For all three women, using software to keep track of their new babies’ eating, sleeping, and pooping made life with a newborn slightly more manageable. And they are definitely not alone. Dozens of apps compete in the increasingly crowded market of frazzled new parents who are accustomed to finding everything they need on their smartphones.

I can’t help wondering, though, whether we are focusing too much on data when it comes to babies. As a society, we attach so much importance on what we can quantify—from standardized testing in preschools to a proliferation of statistics in sports to the obsessive poll-watching that now accompanies every presidential election—without, it seems, looking at the most important metric of all: Does this improve the quality of our lives?

For the moms I talked to, the answer was mostly yes. Noelle, who had to return to work only six weeks after her first child was born, found it incredibly helpful to have an app that could “do some thinking for me.” For Jessica, whose daughter had difficulty gaining weight due to reflux, “having all the information possible for when a doctor would ask” was helpful when trying to get the right diagnosis.

Ana says that using an app helped her preempt possible meltdowns. “My friends were like, Your kid is so calm,” she says, “and I was like, No, I just have this reminder of things and I can nip it in the bud” any time her child was likely to get fussy.

Still, there’s a part of me that worries whether we’ve gone too far in the direction of technology. I’m not a luddite—I even track my own steps each day with a Fitbit (which probably thinks I’m sleeping right now). But I’m also wary of the reach of science into a realm that feels more to me like art, or magic. After all, it was the so-called “scientific management” movement that pushed many mothers to choose formula over breastfeeding, put their babies on a strict schedule, and reject baby feeding norms as old as human history.

And I get nervous when I see new products like the Hatch Baby, a changing station that weighs your baby before and after each feeding, sending the information to your phone or laptop (or doctor or grandparents) automatically. Or the Milk Sense breast-milk calculator. Why? Because so many mothers who wanted to breastfeed stopped earlier than they had planned because they felt pressured to meet metrics for weight (often calculated for formula-fed babies) that they worried about a baby doing just fine.

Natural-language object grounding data
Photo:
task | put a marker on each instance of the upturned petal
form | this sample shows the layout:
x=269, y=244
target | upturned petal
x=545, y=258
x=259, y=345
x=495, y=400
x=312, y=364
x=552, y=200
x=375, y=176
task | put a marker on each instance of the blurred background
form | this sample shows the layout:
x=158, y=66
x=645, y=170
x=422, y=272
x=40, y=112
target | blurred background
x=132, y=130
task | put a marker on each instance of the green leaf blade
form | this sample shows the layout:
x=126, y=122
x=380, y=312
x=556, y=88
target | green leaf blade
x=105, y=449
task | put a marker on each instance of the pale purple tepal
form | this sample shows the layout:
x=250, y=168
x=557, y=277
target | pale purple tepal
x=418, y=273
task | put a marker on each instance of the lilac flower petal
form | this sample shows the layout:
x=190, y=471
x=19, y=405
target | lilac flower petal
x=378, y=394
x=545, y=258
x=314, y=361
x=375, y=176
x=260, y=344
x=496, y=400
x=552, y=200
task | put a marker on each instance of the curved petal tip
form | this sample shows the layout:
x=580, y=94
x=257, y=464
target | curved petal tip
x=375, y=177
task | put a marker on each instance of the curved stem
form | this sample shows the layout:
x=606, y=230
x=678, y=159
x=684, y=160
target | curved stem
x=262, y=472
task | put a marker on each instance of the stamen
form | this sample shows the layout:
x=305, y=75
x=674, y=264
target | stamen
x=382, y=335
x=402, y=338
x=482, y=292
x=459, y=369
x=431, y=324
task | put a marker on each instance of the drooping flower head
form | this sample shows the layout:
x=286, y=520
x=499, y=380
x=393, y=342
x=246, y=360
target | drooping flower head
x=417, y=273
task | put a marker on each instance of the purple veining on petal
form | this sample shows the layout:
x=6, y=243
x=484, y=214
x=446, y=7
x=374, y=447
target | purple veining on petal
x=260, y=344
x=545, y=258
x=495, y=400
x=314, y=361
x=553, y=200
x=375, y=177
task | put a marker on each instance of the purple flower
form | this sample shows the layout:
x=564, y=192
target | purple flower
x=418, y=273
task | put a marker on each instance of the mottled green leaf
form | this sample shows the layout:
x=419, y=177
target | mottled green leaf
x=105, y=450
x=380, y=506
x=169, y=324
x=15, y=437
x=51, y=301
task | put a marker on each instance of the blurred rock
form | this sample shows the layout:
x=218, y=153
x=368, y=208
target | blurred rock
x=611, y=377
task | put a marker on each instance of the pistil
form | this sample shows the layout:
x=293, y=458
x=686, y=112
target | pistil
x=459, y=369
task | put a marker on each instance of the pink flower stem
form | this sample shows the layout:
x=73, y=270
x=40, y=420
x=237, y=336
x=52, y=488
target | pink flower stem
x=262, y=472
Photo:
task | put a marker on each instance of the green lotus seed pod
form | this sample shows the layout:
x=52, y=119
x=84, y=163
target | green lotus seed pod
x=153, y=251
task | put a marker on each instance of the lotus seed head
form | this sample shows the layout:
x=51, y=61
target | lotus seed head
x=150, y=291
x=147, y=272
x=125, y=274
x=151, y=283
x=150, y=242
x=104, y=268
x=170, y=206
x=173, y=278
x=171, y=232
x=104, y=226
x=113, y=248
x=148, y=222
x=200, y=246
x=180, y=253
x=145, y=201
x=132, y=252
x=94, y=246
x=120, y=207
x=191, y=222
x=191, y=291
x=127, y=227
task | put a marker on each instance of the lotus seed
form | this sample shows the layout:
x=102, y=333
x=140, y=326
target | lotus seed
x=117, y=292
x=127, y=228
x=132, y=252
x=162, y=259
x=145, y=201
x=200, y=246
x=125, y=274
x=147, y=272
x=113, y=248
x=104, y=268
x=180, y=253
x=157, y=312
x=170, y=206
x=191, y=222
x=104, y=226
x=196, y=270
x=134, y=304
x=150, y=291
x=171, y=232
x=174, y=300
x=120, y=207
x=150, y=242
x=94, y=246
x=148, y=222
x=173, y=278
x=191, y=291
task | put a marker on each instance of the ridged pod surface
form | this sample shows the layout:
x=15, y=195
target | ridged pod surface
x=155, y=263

» Exercise 1: Write out the part of the baby-tracking essay starting with "Ana says that" and going on through "as human history.", word for word.
» Exercise 2:
Answer these questions from the baby-tracking essay:
(a) How many weeks after her first child was born did Noelle have to go back to work?
(b) What does the writer use to track her own steps each day?
(c) The Hatch Baby weighs the baby before and after what?

» Worked solution 1:
Ana says that using an app helped her preempt possible meltdowns. “My friends were like, Your kid is so calm,” she says, “and I was like, No, I just have this reminder of things and I can nip it in the bud” any time her child was likely to get fussy.

Still, there’s a part of me that worries whether we’ve gone too far in the direction of technology. I’m not a luddite—I even track my own steps each day with a Fitbit (which probably thinks I’m sleeping right now). But I’m also wary of the reach of science into a realm that feels more to me like art, or magic. After all, it was the so-called “scientific management” movement that pushed many mothers to choose formula over breastfeeding, put their babies on a strict schedule, and reject baby feeding norms as old as human history.

» Worked solution 2:
(a) Six weeks
(b) A Fitbit
(c) Each feeding